>> Begin
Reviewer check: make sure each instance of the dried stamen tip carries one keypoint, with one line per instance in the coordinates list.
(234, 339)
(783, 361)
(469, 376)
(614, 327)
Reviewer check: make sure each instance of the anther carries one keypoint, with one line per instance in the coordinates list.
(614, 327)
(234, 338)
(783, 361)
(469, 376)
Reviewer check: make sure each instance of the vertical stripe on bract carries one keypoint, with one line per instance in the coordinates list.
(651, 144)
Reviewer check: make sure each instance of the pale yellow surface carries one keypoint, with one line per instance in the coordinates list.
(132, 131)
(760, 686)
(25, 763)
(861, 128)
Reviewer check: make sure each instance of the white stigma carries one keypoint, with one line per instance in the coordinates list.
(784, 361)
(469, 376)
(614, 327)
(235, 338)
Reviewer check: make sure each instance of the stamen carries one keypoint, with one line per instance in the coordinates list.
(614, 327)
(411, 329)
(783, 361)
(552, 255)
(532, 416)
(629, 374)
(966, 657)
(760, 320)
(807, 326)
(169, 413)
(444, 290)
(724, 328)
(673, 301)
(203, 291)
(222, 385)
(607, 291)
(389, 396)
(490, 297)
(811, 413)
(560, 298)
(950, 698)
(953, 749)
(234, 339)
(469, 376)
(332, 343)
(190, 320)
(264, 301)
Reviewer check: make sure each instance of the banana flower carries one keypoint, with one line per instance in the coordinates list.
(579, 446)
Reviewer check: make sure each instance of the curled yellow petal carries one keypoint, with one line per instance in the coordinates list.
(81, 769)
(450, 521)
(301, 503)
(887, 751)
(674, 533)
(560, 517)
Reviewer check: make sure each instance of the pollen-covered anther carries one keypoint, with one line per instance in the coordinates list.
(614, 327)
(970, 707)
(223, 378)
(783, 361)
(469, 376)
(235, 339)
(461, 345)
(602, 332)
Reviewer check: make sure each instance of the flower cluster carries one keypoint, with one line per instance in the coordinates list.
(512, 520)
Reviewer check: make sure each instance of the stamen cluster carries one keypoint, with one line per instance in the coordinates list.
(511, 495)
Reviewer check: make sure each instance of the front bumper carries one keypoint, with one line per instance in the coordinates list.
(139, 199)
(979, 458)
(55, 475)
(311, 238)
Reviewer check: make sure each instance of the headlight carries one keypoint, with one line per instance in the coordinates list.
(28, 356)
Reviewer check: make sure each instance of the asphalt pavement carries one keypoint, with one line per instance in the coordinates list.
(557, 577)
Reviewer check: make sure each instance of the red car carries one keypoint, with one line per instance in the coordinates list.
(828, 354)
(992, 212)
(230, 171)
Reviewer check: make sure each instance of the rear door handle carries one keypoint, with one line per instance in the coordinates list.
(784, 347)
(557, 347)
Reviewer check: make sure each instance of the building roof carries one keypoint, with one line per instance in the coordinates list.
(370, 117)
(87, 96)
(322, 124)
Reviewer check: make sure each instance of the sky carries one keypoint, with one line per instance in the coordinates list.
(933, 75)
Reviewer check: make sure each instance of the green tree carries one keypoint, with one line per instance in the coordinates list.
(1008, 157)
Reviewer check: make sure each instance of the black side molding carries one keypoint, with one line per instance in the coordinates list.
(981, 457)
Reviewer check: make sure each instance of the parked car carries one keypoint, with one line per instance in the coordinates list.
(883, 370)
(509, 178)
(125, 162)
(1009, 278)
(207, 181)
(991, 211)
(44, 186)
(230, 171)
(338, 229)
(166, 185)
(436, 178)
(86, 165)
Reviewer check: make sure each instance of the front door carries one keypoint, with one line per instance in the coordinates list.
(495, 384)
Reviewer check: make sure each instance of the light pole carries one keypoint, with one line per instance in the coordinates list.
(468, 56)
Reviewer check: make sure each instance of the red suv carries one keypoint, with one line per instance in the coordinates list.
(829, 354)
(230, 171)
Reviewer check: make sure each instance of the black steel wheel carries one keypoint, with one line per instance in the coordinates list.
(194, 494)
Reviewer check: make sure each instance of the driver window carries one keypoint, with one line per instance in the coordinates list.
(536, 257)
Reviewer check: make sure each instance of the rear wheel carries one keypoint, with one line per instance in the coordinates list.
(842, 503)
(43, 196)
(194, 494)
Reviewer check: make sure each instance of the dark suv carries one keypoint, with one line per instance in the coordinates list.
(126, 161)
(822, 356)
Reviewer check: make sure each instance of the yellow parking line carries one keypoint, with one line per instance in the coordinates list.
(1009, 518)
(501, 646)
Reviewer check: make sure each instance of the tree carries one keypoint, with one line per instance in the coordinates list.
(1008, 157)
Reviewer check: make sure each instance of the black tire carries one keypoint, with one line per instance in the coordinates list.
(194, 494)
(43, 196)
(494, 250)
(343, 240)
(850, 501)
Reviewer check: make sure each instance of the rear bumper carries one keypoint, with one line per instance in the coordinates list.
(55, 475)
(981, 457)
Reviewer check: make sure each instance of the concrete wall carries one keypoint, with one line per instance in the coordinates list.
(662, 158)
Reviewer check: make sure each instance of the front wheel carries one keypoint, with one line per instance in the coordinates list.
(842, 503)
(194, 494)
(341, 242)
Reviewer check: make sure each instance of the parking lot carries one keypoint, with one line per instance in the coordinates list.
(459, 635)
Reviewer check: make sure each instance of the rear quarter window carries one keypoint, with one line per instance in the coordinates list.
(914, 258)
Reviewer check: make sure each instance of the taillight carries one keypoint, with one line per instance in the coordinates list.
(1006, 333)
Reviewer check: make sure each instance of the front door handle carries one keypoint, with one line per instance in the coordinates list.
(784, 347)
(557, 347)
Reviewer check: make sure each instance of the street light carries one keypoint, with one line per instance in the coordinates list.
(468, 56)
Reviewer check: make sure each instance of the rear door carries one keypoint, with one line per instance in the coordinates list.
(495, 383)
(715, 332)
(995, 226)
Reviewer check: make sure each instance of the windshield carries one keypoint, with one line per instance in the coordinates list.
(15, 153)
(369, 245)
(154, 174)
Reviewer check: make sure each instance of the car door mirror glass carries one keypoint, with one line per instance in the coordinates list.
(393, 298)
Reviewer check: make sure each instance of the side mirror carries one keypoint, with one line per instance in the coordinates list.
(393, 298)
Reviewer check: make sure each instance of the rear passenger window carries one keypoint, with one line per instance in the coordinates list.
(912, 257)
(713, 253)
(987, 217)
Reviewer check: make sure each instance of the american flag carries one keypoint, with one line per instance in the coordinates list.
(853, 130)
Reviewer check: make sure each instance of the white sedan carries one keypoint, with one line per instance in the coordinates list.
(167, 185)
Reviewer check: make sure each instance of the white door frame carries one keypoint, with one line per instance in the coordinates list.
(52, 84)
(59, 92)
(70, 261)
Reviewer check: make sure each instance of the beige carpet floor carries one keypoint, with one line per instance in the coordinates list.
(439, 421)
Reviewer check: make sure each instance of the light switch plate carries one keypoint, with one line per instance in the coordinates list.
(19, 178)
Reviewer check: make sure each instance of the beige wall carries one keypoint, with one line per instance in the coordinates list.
>> End
◆ The task
Retype the listing. Match it exactly.

◆ Response to the exercise
Reviewer check: make sure each instance of the dried stamen tip carries one keypoint, with one line per instance in the coordinates list.
(234, 339)
(783, 361)
(469, 376)
(614, 327)
Reviewer check: make sure each instance of the anther carries one keypoint, with one line per instance in the coordinates list.
(614, 327)
(234, 338)
(783, 361)
(469, 376)
Reviewer check: make sure each instance of the vertical stripe on bract carries one keypoint, with one line per instance in the coordinates list.
(651, 144)
Reviewer check: make sure each instance of the pale yellow surface carries one keypoint, with one line per instance in the coordinates list.
(132, 131)
(760, 686)
(25, 763)
(861, 128)
Reviewer check: make sure each instance of the white stigma carries one keypoint, with one line per instance in the coordinates list.
(784, 361)
(469, 376)
(614, 327)
(235, 338)
Reviewer check: make sure each instance of the stamen carries one keypoint, with one line per instance in the coordinates list.
(614, 327)
(411, 329)
(783, 361)
(552, 255)
(532, 416)
(629, 374)
(966, 657)
(760, 320)
(807, 326)
(169, 413)
(444, 290)
(724, 328)
(673, 301)
(203, 291)
(222, 385)
(607, 291)
(389, 396)
(490, 297)
(811, 413)
(560, 298)
(950, 698)
(953, 749)
(234, 339)
(469, 376)
(332, 343)
(190, 320)
(264, 301)
Reviewer check: make sure each instance of the banana flower carries one keypoint, with one line per instance in the coordinates list.
(579, 446)
Reviewer check: make sure each instance of the curled yellow petal carries one keypoint, with one line per instance in the coordinates list.
(81, 769)
(450, 521)
(301, 503)
(887, 751)
(674, 533)
(560, 517)
Reviewer check: make sure each instance of the pollen-covered anther carries one keypoint, with one line per instance in the coordinates list.
(614, 327)
(970, 707)
(223, 378)
(783, 361)
(469, 376)
(235, 339)
(461, 345)
(602, 332)
Reviewer check: make sure each instance of the flower cluster carries one keypoint, with one line per instance in the coordinates list.
(512, 520)
Reviewer check: make sure each instance of the stamen cluster carries one keypoint, with one line per instance in the coordinates list.
(511, 495)
Reviewer check: make sure each instance of the front bumper carries one keypoint, with one line per instance in the coordinates list.
(139, 199)
(979, 458)
(55, 475)
(311, 238)
Reviewer check: make sure each instance of the headlight carries one keypoint, with one line per instance in the coordinates list.
(28, 356)
Reviewer check: make sure each instance of the asphalt pavement carries one keypoint, with one line per instance in the coordinates list.
(557, 577)
Reviewer check: make sure each instance of the red car carries one keypoint, with one line per instance in the coordinates list.
(828, 354)
(992, 212)
(230, 171)
Reviewer check: make sure each instance of the rear door handle carries one keypoint, with one line per instance in the coordinates list.
(784, 347)
(557, 347)
Reviewer check: make sure each instance of the building roof carries one keypoint, with one line per instance in the coordinates list.
(370, 117)
(87, 96)
(322, 124)
Reviewer check: make sure each instance of the sky carries one keypoint, with one line per instance in the coordinates list.
(933, 75)
Reviewer check: make sure each instance of the green tree carries one keypoint, with one line per instance in the coordinates list.
(1008, 157)
Reviewer check: make sure each instance of the black side molding carries one keypoint, with one line per instance in the coordinates list.
(981, 457)
Reviewer check: make sure each instance of the parked car carries one keypoint, with one line per instance in the coordinates list.
(883, 370)
(509, 178)
(125, 162)
(1009, 278)
(207, 181)
(991, 211)
(44, 186)
(230, 171)
(338, 229)
(166, 185)
(436, 178)
(86, 165)
Reviewer check: make sure each instance of the front door carries one keypoint, with one line per instance in the coordinates list.
(495, 384)
Reviewer check: make sure each instance of the light pole carries one keypoint, with one line per instance in the coordinates list.
(468, 56)
Reviewer check: make sure each instance of the red suv carries one keypoint, with one line per instance in the coordinates list.
(829, 354)
(230, 171)
Reviewer check: make sure each instance of the black steel wheel carries one keypoint, with one line per instance in the coordinates list.
(194, 494)
Reviewer check: make sure each instance of the driver window carries one keypoint, with one line per instance in the coordinates list.
(536, 257)
Reviewer check: make sure each instance of the rear wheel carries one keypoint, with one line per instance in the coordinates list.
(842, 503)
(43, 196)
(194, 494)
Reviewer check: make sure each instance of the dark suv carries one keypoint, with one line per instance in the coordinates list.
(126, 161)
(822, 356)
Reviewer check: make sure each instance of the yellow parking line carries one keypoint, with one line per instance in the coordinates list.
(1009, 518)
(501, 646)
Reviewer check: make sure each instance of the tree carries one keypoint, with one line per instance in the coordinates list.
(1008, 157)
Reviewer check: make sure each instance of the black tire carries one keypoint, with one line per instance in the coordinates list.
(194, 494)
(43, 196)
(494, 250)
(343, 240)
(850, 501)
Reviewer check: make sure each instance of the rear bumper carries one keypoint, with one line per instance in the coordinates list.
(55, 475)
(981, 457)
Reviewer check: make sure each instance of the concrete wall carries one keypoint, with one line per instance in the coordinates list.
(662, 158)
Reviewer check: make sure each instance of the front wheel carries one keypoint, with one line per instance in the coordinates list.
(842, 503)
(194, 494)
(341, 242)
Reviewer check: make sure each instance of the parking lot carries one keypoint, with one line per instance in the coordinates list.
(459, 635)
Reviewer check: make sure each instance of the rear quarter window carries one keypoint, with one line per instance in the coordinates list.
(914, 258)
Reviewer check: make sure each instance of the taillight carries one keypoint, with one line per instance in the coordinates list.
(1006, 333)
Reviewer check: make sure each instance of the front door handle carries one keypoint, with one line per instance in the coordinates list.
(784, 347)
(557, 347)
Reviewer check: make sure each instance of the street light carries one keypoint, with one line per instance in the coordinates list.
(468, 56)
Reviewer check: make sure each instance of the rear door carries one keypoint, with one line per instance in the coordinates list.
(495, 383)
(715, 332)
(995, 226)
Reviewer check: make sure each instance of the windshield carries one keypoint, with one line per instance in the coordinates list.
(15, 153)
(369, 245)
(154, 174)
Reviewer check: make sure each instance of the car door mirror glass carries one keypoint, with one line per instance in the coordinates list.
(393, 298)
Reviewer check: make sure each instance of the side mirror carries one keypoint, with one line per instance in the coordinates list.
(393, 298)
Reviewer check: make sure each instance of the rear passenger window carries one keypoint, with one line per instance in the coordinates list.
(912, 257)
(713, 253)
(987, 217)
Reviewer check: make sure each instance of the american flag carries one keypoint, with one line per instance in the coordinates list.
(853, 130)
Reviewer check: make sure each instance of the white sedan carries one keypoint, with one line per instance in the coordinates list.
(167, 185)
Reviewer check: make sure each instance of the white door frame carries one keypoint, with one line per instance in the coordinates list.
(52, 84)
(59, 92)
(70, 261)
Reviewer check: make sure each instance of the beige carpet floor carries one keypoint, with one line per instance in the coordinates list.
(439, 421)
Reviewer check: make sure each instance of the light switch plate carries one keypoint, with one line per instance in the coordinates list.
(19, 178)
Reviewer check: make sure each instance of the beige wall carries one keypoint, with one line per instance in the coordinates list.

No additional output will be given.